AIM OF THE TASK >>
Pick every line out of the entries below that has the string "colored", and copy it.

RECORDS FOR PROCESSING >>
◇ ◇ ◇ ◇
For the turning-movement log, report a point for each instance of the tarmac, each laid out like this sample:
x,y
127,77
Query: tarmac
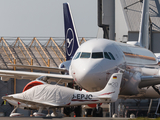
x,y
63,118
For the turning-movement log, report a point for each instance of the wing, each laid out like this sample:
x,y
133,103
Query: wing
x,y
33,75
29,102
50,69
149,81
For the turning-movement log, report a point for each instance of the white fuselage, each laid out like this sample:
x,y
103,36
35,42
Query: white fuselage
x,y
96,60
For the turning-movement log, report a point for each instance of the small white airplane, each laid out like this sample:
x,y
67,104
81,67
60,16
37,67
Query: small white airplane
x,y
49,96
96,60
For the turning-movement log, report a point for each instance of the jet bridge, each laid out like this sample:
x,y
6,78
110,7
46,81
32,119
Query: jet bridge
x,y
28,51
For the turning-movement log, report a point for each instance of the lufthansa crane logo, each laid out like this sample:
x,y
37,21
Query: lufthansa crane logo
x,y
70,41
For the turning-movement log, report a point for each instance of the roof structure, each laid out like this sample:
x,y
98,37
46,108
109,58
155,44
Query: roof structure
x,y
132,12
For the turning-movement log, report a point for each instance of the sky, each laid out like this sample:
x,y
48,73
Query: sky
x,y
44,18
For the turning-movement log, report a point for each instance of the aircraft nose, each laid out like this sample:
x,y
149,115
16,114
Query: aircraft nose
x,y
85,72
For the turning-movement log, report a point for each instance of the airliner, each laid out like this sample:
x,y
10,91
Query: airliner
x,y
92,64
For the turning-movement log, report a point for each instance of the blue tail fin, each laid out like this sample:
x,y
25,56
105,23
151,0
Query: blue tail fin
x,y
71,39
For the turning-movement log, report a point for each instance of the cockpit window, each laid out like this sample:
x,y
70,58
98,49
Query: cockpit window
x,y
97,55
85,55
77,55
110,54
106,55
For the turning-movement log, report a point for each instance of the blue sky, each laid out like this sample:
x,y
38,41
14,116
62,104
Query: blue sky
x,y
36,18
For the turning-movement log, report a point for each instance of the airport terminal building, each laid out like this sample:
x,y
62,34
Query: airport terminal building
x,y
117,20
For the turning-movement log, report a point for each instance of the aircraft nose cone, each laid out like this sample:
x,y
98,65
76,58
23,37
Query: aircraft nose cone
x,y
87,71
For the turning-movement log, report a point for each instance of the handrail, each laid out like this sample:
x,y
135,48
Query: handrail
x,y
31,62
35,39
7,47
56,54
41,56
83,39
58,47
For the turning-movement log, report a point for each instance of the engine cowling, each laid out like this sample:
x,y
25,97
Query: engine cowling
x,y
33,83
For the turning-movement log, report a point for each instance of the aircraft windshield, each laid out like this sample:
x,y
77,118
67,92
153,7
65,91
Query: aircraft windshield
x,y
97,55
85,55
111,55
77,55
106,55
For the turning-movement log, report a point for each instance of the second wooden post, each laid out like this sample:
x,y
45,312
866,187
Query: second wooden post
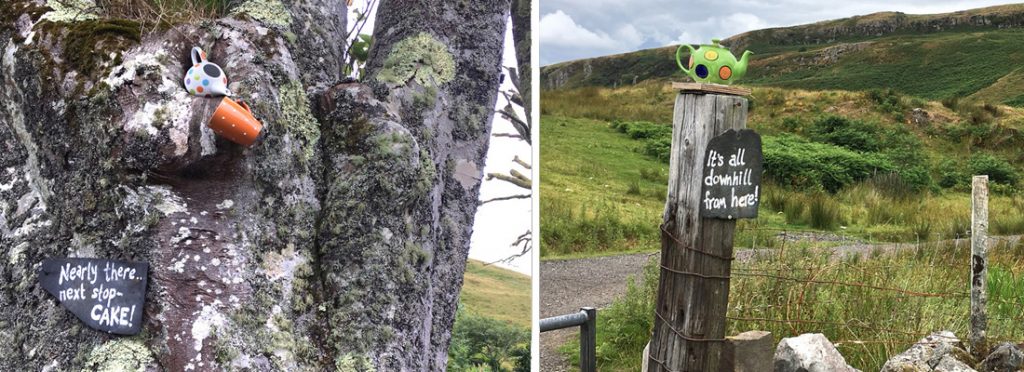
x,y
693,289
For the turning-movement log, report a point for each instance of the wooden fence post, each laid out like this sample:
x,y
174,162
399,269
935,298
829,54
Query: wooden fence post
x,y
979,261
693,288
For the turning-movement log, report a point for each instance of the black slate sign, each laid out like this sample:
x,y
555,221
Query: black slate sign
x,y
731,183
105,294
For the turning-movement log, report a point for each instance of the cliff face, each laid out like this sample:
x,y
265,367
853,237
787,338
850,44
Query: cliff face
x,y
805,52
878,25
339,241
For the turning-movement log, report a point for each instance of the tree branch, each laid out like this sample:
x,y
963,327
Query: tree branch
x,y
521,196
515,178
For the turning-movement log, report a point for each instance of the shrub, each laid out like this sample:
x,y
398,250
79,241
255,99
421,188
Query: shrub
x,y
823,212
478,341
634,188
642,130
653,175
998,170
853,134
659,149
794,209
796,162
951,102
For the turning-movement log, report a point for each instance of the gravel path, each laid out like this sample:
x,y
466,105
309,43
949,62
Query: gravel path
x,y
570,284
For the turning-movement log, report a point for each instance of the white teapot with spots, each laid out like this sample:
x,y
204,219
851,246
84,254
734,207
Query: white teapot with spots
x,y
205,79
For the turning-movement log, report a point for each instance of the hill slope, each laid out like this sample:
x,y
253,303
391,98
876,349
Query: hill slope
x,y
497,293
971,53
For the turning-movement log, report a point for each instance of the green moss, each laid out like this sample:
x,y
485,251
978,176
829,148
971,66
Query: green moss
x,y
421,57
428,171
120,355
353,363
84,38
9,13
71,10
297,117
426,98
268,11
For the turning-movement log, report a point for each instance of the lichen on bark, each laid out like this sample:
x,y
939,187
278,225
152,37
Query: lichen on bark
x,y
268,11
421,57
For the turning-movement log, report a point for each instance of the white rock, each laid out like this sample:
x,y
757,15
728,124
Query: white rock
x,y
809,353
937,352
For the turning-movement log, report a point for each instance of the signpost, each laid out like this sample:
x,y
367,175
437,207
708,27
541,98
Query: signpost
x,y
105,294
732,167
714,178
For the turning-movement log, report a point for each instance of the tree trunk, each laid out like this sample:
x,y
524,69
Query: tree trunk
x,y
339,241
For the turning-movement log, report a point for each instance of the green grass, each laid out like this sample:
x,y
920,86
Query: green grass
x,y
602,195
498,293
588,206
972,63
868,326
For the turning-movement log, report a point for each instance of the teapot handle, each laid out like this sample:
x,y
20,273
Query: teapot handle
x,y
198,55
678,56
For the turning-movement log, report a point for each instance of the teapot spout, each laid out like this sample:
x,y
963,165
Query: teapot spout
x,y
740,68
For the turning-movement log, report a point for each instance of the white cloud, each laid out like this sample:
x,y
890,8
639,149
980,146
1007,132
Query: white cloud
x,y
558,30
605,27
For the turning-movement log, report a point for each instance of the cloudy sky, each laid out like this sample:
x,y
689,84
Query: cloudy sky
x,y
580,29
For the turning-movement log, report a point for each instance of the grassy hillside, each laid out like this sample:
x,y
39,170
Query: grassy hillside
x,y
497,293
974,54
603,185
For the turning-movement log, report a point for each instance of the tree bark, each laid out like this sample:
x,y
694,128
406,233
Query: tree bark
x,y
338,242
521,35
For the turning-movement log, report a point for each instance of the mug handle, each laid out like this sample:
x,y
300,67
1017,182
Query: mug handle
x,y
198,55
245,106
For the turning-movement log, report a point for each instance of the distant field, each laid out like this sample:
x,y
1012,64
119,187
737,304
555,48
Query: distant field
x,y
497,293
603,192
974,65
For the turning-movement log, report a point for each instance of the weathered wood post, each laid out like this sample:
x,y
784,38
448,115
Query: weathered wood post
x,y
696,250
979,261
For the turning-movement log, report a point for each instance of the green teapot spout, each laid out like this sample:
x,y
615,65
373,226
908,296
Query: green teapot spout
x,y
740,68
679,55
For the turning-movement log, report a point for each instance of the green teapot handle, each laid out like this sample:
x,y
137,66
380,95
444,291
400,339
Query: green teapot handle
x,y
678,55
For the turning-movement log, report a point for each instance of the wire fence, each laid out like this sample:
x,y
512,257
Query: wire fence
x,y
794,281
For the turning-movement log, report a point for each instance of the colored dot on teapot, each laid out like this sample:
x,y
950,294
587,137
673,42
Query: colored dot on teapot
◇ ◇ ◇ ◇
REPLY TO THE TASK >>
For the turning-movement log, report a point for each instance of the colored dot on teapot, each laid out like this sample:
Query: colored dot on teapot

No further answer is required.